(Extracted records)
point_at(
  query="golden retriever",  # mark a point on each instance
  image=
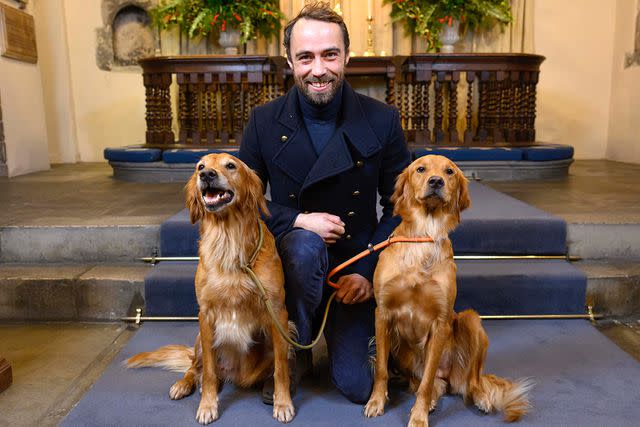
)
(238, 340)
(415, 290)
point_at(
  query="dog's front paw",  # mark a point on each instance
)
(374, 407)
(283, 412)
(207, 412)
(418, 419)
(180, 389)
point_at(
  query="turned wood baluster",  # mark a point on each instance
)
(184, 115)
(498, 102)
(521, 102)
(531, 119)
(438, 129)
(225, 124)
(196, 106)
(208, 101)
(468, 133)
(158, 108)
(453, 107)
(237, 94)
(483, 106)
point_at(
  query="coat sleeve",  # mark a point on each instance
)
(281, 217)
(396, 157)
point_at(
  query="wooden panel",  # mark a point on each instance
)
(17, 35)
(5, 374)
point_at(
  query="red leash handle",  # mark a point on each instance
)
(371, 250)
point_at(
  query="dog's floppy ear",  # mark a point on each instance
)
(255, 195)
(464, 201)
(399, 197)
(194, 204)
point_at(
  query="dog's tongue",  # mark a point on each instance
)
(214, 197)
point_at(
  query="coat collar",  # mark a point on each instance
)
(298, 159)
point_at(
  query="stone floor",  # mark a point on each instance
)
(55, 363)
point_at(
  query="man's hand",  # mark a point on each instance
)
(329, 227)
(354, 289)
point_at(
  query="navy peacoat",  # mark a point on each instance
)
(363, 158)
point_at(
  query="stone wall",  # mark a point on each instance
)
(3, 150)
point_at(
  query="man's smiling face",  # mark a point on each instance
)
(317, 59)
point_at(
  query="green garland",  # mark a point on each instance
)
(426, 18)
(197, 18)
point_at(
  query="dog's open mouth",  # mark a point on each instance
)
(215, 198)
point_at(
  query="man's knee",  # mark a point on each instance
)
(356, 389)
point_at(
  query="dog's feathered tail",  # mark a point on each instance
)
(509, 397)
(176, 358)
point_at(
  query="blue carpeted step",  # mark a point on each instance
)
(178, 237)
(521, 287)
(495, 224)
(489, 287)
(582, 379)
(169, 290)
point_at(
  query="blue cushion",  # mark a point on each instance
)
(458, 154)
(132, 154)
(191, 155)
(547, 152)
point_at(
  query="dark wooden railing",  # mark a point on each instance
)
(454, 99)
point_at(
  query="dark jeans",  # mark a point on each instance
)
(349, 328)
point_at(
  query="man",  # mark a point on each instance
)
(326, 152)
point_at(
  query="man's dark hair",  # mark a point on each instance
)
(318, 11)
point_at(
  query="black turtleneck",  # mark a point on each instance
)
(321, 120)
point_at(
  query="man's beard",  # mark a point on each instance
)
(319, 98)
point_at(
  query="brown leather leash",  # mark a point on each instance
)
(371, 249)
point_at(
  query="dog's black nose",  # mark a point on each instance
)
(208, 175)
(436, 182)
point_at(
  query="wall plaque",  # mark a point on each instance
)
(17, 35)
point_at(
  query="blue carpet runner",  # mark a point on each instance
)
(582, 379)
(495, 224)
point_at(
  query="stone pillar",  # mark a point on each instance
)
(3, 150)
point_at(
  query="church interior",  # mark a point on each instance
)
(104, 114)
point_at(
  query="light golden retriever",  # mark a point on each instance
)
(238, 341)
(415, 290)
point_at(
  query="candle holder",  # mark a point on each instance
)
(370, 42)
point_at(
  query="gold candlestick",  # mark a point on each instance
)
(370, 42)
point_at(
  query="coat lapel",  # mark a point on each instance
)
(353, 128)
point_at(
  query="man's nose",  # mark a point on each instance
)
(318, 69)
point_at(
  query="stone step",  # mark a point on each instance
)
(71, 291)
(77, 244)
(613, 287)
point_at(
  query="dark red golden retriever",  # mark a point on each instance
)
(415, 290)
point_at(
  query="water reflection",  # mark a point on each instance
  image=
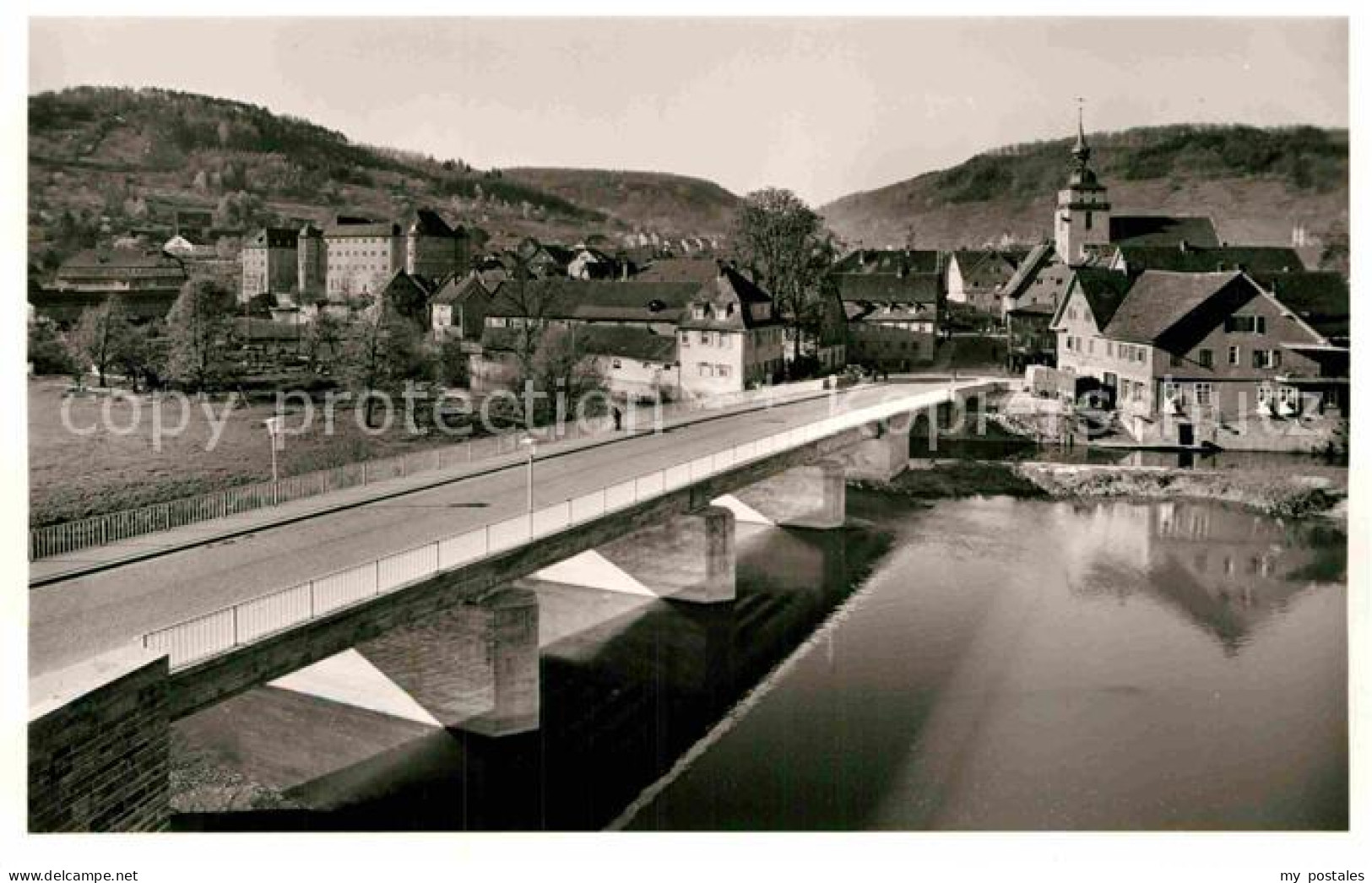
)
(1223, 568)
(999, 664)
(1027, 665)
(626, 687)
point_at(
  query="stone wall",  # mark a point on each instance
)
(99, 749)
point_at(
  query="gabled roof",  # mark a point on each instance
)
(1320, 299)
(1159, 299)
(1104, 291)
(1163, 230)
(913, 288)
(1196, 259)
(985, 269)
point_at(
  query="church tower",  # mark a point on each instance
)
(1082, 215)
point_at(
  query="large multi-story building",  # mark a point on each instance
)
(1212, 347)
(361, 257)
(682, 338)
(269, 263)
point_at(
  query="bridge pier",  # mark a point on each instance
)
(884, 452)
(474, 667)
(99, 746)
(686, 558)
(805, 496)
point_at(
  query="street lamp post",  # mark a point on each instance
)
(274, 434)
(529, 483)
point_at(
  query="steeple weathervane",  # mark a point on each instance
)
(1082, 151)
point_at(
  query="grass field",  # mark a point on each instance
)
(76, 476)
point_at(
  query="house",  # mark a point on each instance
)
(674, 338)
(1198, 347)
(269, 263)
(1187, 257)
(361, 255)
(435, 250)
(977, 277)
(892, 320)
(731, 339)
(458, 307)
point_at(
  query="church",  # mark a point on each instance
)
(1181, 335)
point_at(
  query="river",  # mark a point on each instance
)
(970, 664)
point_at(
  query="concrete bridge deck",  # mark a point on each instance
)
(89, 615)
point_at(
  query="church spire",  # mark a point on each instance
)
(1082, 151)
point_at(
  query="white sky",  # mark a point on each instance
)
(821, 106)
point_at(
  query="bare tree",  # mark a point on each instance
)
(100, 336)
(789, 250)
(198, 332)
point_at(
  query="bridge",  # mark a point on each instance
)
(430, 586)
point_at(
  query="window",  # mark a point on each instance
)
(1246, 325)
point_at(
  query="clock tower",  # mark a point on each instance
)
(1082, 214)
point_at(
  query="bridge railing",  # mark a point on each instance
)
(247, 621)
(59, 539)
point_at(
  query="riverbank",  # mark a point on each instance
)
(1288, 494)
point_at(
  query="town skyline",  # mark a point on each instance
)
(783, 76)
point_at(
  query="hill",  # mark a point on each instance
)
(1257, 184)
(106, 160)
(645, 200)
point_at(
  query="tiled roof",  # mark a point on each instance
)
(1320, 299)
(272, 237)
(1163, 230)
(610, 340)
(889, 261)
(1196, 259)
(1161, 299)
(460, 288)
(594, 299)
(1104, 290)
(122, 263)
(913, 288)
(1028, 268)
(428, 222)
(349, 228)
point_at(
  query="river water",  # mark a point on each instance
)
(970, 664)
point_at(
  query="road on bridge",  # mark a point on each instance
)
(89, 615)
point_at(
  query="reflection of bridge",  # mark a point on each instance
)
(648, 514)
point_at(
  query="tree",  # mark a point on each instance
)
(323, 342)
(138, 357)
(383, 349)
(786, 246)
(48, 354)
(100, 336)
(198, 329)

(WHAT IS EXPECTED): Omit every picture, then reproduce the rest of the listing exactly.

(RESULT OF THIS TASK):
point_at(
  query="golden retriever",  # mark a point on each instance
  image=
)
(238, 340)
(415, 290)
point_at(
  query="dog's front paw",  # mark a point on each instance
)
(374, 407)
(283, 412)
(207, 412)
(418, 419)
(180, 389)
point_at(
  query="turned wood baluster",  # mark a point on each instance
)
(184, 115)
(498, 102)
(521, 102)
(531, 119)
(438, 129)
(225, 124)
(196, 106)
(208, 101)
(468, 133)
(158, 108)
(453, 107)
(237, 94)
(483, 106)
point_at(
  query="coat sleeve",  # mark a point on each instance
)
(281, 217)
(396, 157)
point_at(
  query="wooden panel",  # mark a point on each instance
)
(17, 35)
(5, 374)
point_at(
  query="red leash handle",  # mark a point on each instance
)
(371, 250)
point_at(
  query="dog's floppy ear",  # mark a point on each instance
)
(255, 195)
(464, 201)
(399, 197)
(194, 204)
point_at(
  query="dog's tongue",  # mark a point on each instance
)
(214, 197)
point_at(
  query="coat collar",  # mark a point on each instance
)
(298, 159)
point_at(
  query="stone floor",  # mark a point on each instance
)
(55, 363)
point_at(
  query="man's hand",  # mark a point on each instance
)
(329, 227)
(354, 289)
point_at(
  query="navy peacoat",  # mark a point on each instance
)
(363, 158)
point_at(
  query="stone wall",  # mark a point on each instance
)
(3, 150)
point_at(
  query="man's smiling face",  # mark a point on each instance
)
(317, 59)
point_at(
  query="green garland",  # mark a point on each instance
)
(426, 18)
(197, 18)
point_at(
  query="dog's open mouth",  # mark a point on each instance
)
(215, 198)
point_at(
  query="man's knee",  # mark a point on each instance
)
(356, 389)
point_at(
  query="dog's feathered tail",  # mark a point on each instance
)
(509, 397)
(176, 358)
point_at(
  query="blue carpeted step",  # mark a point on each instance
)
(178, 237)
(521, 287)
(495, 224)
(489, 287)
(582, 379)
(169, 290)
point_at(
  query="blue cushion",  # mark a point on each instance
)
(458, 154)
(132, 154)
(191, 155)
(547, 152)
point_at(
  query="dark wooden railing",  # mark a point on each instance
)
(454, 99)
point_at(
  query="dark jeans",  # mark a point on each instance
)
(349, 328)
point_at(
  query="man",  # mark a point on each instance
)
(326, 152)
point_at(
  query="man's dark hair",  # mark a point on each instance
)
(318, 11)
point_at(
  query="black turtleneck",  # mark a point on each instance
)
(321, 120)
point_at(
  query="man's beard",  # mark a point on each instance
)
(319, 98)
point_at(
  query="brown leather leash",  # mark a point on each instance
)
(371, 249)
point_at(
  query="dog's black nose",  # mark a point on each instance
)
(208, 175)
(436, 182)
point_at(
  query="wall plaque",  # mark a point on each instance
)
(17, 35)
point_at(
  query="blue carpet runner",  # mark a point on each instance
)
(582, 379)
(495, 224)
point_at(
  query="stone pillar",  # mark a point on each instance
)
(3, 150)
point_at(
  query="church interior",  # mark a point on each instance
)
(104, 114)
point_at(
  query="light golden retriever",  # mark a point on each instance
)
(238, 341)
(415, 290)
point_at(
  query="candle holder",  # mark a point on each instance
)
(370, 42)
point_at(
  query="gold candlestick",  # mark a point on each instance
)
(370, 42)
point_at(
  query="coat lapel",  # mark a point on each instance
)
(353, 128)
point_at(
  query="man's nose",  # mark a point on each instance
)
(318, 69)
point_at(
  query="stone step",  # mark a point on each instance
)
(71, 291)
(77, 244)
(613, 287)
point_at(
  query="dark red golden retriever",  # mark a point on each instance
)
(415, 290)
point_at(
  query="water reflection",  # mark a point on each instance
  image=
)
(1223, 568)
(999, 664)
(1027, 665)
(626, 687)
point_at(
  query="stone wall",  # mark a point on each instance
)
(99, 749)
point_at(
  query="gabled roof",  # mark a point on each instance
)
(1320, 299)
(1159, 299)
(1104, 291)
(1163, 230)
(913, 288)
(1196, 259)
(985, 269)
point_at(
  query="church tower",  # mark a point on each instance
)
(1082, 215)
point_at(
  query="large multi-story building",  # mark a point on each instance
)
(1212, 347)
(361, 257)
(682, 338)
(269, 263)
point_at(
  query="bridge pier",  # mark a point on each instance
)
(884, 452)
(474, 667)
(99, 746)
(686, 558)
(805, 496)
point_at(
  query="street lamp post",  # mark a point on each instance
)
(274, 434)
(529, 483)
point_at(
  query="steeple weathervane",  # mark a point on each instance
)
(1082, 151)
point_at(
  query="grass field",  # mark a point on each instance
)
(76, 476)
point_at(
  query="house",  # mark a point on each instance
)
(674, 338)
(1198, 347)
(269, 263)
(1187, 257)
(361, 255)
(435, 250)
(977, 277)
(892, 320)
(731, 339)
(458, 307)
point_at(
  query="church",  # mark a point on each instance
)
(1181, 335)
point_at(
  query="river",  # mark a point on each instance
)
(970, 664)
point_at(
  query="concrete bridge deck",  # mark a point on each instance
)
(89, 615)
point_at(
  query="church spire",  # mark a point on each instance
)
(1082, 151)
point_at(
  query="white sky",  # mark a point on each instance
)
(821, 106)
point_at(
  query="bare tree",  # mark a point on each instance
)
(100, 336)
(789, 250)
(198, 332)
point_at(
  query="bridge",  # mark a point on each instance
)
(430, 586)
point_at(
  query="window",  # mark a point on each instance
)
(1246, 325)
point_at(
  query="clock tower",  # mark a point on each instance
)
(1082, 214)
point_at(
  query="bridge railing",  # mark a point on each instance
)
(247, 621)
(59, 539)
point_at(
  query="riverbank",  # mark a point on each instance
)
(1288, 494)
point_at(
  query="town skyline",  # mark a point on each instance
)
(783, 76)
point_at(
  query="hill",  # mark a point on each instance
)
(1257, 184)
(106, 160)
(645, 200)
point_at(
  query="tiled roof",  # mark a point on each instance
)
(1320, 299)
(272, 237)
(1163, 230)
(610, 340)
(889, 261)
(1196, 259)
(1161, 299)
(460, 288)
(594, 299)
(1104, 290)
(122, 263)
(913, 288)
(1028, 268)
(428, 222)
(349, 228)
point_at(
  query="river water",  # mark a point on each instance
)
(970, 664)
point_at(
  query="road on bridge",  # mark a point on each instance
)
(89, 615)
point_at(
  query="reflection of bridge",  # mark a point on each instance
)
(648, 514)
point_at(
  query="tree",  # mark a point on each instance
)
(323, 342)
(138, 357)
(383, 349)
(786, 246)
(48, 354)
(100, 336)
(198, 329)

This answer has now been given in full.